What you should do>
Where the material below has a line containing "Target: distant mountain range", start repeating exactly, and keep going through the line containing "Would you kindly mark the green", with no other lines.

-=-=-

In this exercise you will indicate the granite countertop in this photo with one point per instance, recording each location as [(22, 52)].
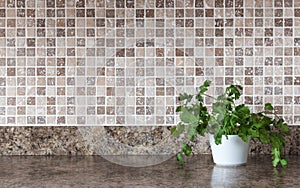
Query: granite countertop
[(95, 171)]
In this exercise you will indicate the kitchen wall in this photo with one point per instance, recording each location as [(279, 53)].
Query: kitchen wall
[(123, 62)]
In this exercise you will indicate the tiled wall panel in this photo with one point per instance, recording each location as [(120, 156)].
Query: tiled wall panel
[(123, 62)]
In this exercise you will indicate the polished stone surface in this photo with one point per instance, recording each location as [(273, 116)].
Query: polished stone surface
[(95, 171)]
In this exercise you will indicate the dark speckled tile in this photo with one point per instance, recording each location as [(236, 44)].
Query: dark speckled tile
[(94, 171)]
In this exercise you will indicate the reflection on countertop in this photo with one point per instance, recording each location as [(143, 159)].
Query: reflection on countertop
[(95, 171)]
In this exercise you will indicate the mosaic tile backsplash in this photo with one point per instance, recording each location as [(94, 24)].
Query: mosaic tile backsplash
[(124, 62)]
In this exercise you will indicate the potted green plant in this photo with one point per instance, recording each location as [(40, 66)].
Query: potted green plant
[(225, 118)]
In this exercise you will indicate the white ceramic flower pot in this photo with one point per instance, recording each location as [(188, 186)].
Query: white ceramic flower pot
[(231, 152)]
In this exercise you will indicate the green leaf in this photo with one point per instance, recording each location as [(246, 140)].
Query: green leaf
[(203, 88), (187, 149), (178, 109), (191, 132), (283, 162), (268, 106), (180, 158), (187, 117), (178, 130)]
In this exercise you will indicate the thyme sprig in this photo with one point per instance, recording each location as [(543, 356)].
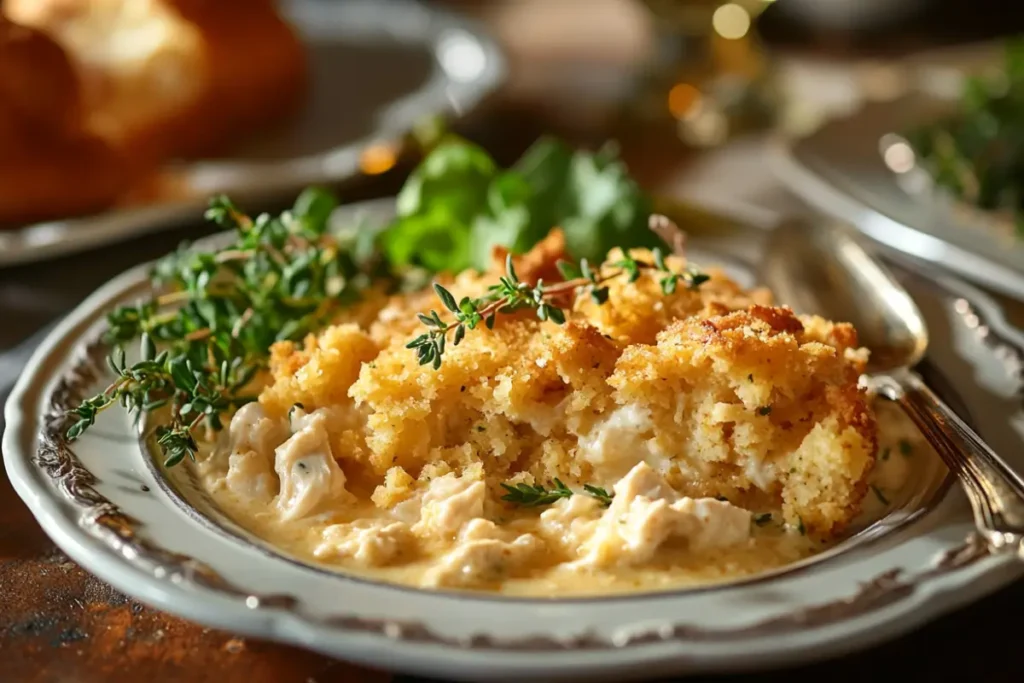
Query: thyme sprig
[(511, 294), (532, 496), (206, 334)]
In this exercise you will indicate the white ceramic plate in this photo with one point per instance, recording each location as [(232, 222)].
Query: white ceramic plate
[(105, 504), (425, 62)]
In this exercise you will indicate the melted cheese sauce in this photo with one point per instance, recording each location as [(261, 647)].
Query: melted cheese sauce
[(455, 536)]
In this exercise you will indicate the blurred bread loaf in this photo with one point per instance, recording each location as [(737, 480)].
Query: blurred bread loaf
[(51, 165), (156, 79), (175, 78)]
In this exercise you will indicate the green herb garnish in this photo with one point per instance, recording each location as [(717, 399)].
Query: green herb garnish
[(205, 336), (458, 205), (603, 497), (219, 312), (532, 496), (978, 155), (510, 295)]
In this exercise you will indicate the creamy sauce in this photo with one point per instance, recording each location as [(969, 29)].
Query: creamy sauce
[(283, 482)]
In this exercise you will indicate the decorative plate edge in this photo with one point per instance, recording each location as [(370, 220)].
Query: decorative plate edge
[(107, 522)]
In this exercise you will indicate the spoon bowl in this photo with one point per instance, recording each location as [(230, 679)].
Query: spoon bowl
[(826, 271)]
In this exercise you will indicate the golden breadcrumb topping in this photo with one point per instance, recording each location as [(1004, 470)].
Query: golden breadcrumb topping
[(716, 389)]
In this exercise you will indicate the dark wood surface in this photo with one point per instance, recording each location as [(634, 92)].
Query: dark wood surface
[(58, 624)]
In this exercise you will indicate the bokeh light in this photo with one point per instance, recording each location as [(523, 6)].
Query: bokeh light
[(731, 22)]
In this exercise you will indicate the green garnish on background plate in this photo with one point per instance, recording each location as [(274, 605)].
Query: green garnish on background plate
[(977, 155)]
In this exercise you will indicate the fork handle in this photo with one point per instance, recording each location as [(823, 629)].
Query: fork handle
[(994, 489)]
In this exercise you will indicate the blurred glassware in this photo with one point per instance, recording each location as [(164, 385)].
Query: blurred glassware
[(710, 79)]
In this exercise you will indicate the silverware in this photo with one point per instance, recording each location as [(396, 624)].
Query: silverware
[(826, 271)]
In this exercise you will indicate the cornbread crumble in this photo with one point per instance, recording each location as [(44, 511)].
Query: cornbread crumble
[(692, 411)]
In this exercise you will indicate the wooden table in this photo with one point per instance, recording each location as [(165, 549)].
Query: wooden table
[(59, 624)]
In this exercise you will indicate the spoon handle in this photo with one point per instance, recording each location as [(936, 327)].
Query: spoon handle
[(994, 489)]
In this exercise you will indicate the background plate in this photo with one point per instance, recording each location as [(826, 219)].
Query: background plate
[(840, 170), (425, 62)]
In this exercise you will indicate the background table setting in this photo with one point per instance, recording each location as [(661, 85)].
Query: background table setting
[(735, 109)]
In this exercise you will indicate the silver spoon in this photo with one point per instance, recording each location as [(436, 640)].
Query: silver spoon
[(824, 270)]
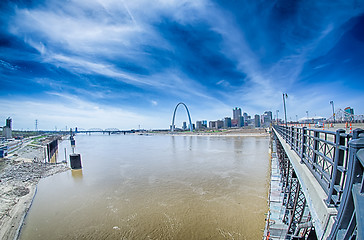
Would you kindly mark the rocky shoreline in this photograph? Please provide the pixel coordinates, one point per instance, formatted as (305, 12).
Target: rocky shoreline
(19, 176)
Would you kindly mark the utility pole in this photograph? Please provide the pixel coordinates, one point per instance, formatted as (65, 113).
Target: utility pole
(284, 104)
(333, 110)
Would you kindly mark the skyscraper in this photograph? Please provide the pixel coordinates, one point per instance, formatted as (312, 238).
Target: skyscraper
(227, 122)
(257, 120)
(236, 113)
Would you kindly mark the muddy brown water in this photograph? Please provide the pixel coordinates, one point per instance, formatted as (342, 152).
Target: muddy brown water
(155, 187)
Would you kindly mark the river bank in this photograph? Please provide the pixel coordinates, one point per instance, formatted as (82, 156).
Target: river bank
(19, 175)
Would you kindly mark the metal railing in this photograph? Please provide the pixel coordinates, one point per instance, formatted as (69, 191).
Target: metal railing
(336, 159)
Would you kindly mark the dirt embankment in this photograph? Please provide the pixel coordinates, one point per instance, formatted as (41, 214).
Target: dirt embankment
(19, 175)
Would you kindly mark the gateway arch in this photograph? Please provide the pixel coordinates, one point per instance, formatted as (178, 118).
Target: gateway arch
(188, 113)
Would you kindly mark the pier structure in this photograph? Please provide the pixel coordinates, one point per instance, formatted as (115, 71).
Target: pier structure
(317, 189)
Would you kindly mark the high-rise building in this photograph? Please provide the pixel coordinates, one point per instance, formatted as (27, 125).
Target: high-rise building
(212, 124)
(204, 123)
(7, 132)
(257, 120)
(227, 122)
(219, 124)
(236, 113)
(267, 118)
(199, 125)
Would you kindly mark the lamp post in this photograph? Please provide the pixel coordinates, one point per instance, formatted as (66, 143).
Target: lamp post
(333, 110)
(284, 104)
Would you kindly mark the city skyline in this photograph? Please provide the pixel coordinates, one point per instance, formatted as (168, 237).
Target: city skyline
(124, 64)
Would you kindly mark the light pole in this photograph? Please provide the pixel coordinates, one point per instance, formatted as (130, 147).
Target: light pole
(284, 104)
(333, 110)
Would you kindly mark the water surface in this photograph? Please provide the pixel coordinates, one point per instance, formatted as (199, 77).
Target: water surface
(156, 187)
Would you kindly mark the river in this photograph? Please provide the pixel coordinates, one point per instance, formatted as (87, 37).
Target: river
(155, 187)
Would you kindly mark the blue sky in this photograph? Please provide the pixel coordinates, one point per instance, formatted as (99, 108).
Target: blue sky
(114, 63)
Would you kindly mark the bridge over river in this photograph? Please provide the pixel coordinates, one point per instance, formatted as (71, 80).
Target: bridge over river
(320, 181)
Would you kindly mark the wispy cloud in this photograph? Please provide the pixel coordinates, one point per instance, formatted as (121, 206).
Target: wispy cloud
(214, 55)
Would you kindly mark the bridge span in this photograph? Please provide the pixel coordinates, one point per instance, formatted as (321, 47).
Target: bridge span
(321, 184)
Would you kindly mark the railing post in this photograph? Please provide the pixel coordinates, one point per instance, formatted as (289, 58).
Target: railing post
(315, 148)
(346, 209)
(304, 140)
(292, 136)
(338, 162)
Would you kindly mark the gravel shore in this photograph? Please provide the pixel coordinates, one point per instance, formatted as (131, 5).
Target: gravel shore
(19, 175)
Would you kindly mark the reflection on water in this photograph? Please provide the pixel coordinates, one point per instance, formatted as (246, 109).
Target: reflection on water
(77, 174)
(156, 187)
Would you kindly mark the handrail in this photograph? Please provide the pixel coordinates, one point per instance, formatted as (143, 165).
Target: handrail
(336, 159)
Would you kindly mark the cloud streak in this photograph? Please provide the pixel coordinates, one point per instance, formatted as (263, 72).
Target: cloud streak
(213, 55)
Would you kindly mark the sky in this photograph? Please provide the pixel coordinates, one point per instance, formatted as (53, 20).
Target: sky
(127, 64)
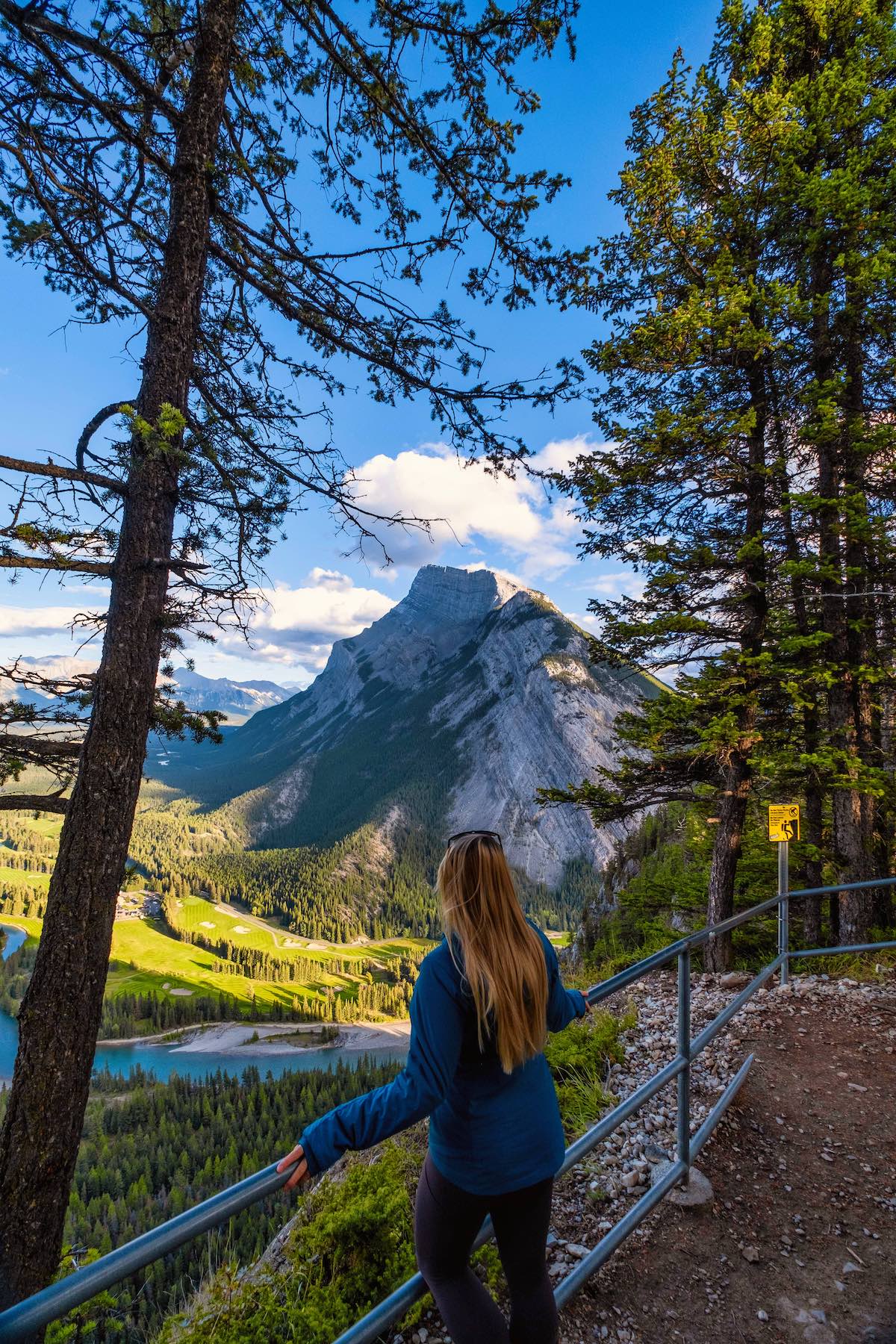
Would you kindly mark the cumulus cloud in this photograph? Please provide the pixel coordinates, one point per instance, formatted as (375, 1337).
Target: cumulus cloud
(290, 626)
(27, 621)
(472, 507)
(300, 624)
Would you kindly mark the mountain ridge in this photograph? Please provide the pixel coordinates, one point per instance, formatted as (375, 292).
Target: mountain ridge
(448, 712)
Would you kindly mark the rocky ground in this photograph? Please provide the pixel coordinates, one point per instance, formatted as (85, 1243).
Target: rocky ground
(798, 1241)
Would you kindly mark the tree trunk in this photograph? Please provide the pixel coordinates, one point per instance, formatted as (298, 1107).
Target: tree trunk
(60, 1011)
(726, 853)
(736, 772)
(812, 905)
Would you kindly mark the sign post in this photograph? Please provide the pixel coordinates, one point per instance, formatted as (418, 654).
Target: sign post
(783, 827)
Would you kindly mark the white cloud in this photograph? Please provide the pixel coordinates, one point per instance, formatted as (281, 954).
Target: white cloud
(472, 507)
(290, 626)
(299, 625)
(25, 621)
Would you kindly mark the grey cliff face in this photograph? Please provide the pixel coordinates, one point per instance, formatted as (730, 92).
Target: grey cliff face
(470, 676)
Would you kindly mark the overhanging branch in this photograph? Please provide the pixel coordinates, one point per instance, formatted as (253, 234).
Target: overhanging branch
(34, 562)
(62, 473)
(33, 803)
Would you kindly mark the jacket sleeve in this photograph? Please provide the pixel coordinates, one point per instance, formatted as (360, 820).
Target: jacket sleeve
(563, 1004)
(437, 1024)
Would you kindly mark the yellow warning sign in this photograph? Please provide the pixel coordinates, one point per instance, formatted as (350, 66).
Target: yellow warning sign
(783, 821)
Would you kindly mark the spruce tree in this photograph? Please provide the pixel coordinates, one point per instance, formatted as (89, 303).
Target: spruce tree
(748, 398)
(156, 164)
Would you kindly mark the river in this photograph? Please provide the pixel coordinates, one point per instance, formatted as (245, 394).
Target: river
(166, 1061)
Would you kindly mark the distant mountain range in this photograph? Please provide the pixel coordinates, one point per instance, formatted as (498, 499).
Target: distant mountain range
(237, 699)
(445, 714)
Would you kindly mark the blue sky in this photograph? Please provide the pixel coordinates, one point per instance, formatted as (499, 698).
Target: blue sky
(53, 379)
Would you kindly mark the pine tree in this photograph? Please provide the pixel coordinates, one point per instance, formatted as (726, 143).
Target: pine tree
(156, 164)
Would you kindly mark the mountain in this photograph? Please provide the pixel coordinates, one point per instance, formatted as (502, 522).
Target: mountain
(237, 699)
(445, 714)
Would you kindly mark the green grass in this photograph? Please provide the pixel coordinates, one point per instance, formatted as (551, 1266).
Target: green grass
(146, 957)
(196, 914)
(43, 826)
(16, 878)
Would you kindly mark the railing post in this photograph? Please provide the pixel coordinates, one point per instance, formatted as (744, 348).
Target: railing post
(684, 1051)
(783, 912)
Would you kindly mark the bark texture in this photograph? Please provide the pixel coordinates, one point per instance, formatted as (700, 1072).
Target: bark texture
(60, 1011)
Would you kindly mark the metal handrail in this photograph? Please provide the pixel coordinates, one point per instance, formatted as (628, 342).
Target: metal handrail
(58, 1298)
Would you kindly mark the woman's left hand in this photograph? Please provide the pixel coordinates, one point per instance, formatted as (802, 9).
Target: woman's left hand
(301, 1171)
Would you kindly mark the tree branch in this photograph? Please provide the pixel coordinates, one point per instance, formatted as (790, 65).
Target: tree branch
(33, 562)
(18, 744)
(33, 803)
(63, 473)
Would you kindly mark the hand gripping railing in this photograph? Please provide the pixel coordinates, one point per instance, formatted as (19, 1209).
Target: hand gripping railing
(30, 1316)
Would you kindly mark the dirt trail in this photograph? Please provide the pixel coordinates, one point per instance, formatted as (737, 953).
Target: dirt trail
(800, 1242)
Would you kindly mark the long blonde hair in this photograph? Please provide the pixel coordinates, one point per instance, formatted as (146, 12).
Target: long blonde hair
(503, 956)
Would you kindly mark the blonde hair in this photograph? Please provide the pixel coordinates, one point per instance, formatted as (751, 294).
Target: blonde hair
(503, 954)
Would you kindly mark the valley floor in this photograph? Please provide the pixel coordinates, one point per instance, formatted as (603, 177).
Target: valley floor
(230, 1035)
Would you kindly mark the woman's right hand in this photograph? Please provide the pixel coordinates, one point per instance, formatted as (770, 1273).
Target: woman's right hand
(301, 1171)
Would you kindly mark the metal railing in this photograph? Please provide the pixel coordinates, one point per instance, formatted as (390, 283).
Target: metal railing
(30, 1316)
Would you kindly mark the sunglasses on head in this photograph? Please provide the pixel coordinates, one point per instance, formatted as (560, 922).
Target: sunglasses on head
(461, 833)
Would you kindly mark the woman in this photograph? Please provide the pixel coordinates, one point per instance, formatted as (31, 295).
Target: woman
(481, 1007)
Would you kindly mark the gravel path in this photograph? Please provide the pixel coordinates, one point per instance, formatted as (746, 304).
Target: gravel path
(800, 1239)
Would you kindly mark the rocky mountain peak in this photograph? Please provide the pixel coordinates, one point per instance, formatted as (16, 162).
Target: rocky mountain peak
(442, 594)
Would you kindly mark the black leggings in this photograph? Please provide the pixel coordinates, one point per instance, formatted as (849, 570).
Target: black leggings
(447, 1221)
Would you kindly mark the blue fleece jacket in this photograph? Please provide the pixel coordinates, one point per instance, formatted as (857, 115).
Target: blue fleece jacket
(489, 1132)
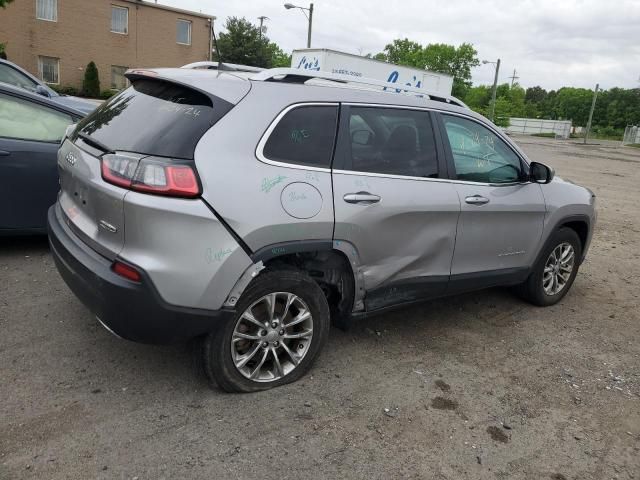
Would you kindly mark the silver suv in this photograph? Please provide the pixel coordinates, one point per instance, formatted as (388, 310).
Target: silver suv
(249, 210)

-=-=-

Solution to this problem>
Target: distant mountain range
(237, 699)
(445, 714)
Would you kindly mark the blue sky in this photograph? Please provide the pixel coordinates, one point per instance, formatted as (499, 698).
Target: blue sky
(53, 379)
Would you kindly mark the pine tree in this photograph? Please provide the pixel coordinates, one point per instance, formatted as (726, 143).
Target: pine tree
(156, 164)
Would you kindly mark the mountain in this photograph? Please provide the pixel coordinates, one point per instance, formatted as (502, 522).
Target: mountain
(237, 699)
(445, 714)
Would you kindly mark the green grass in this photograph? Please provide the pixel coordinates, one point per instance, formatted as (551, 1266).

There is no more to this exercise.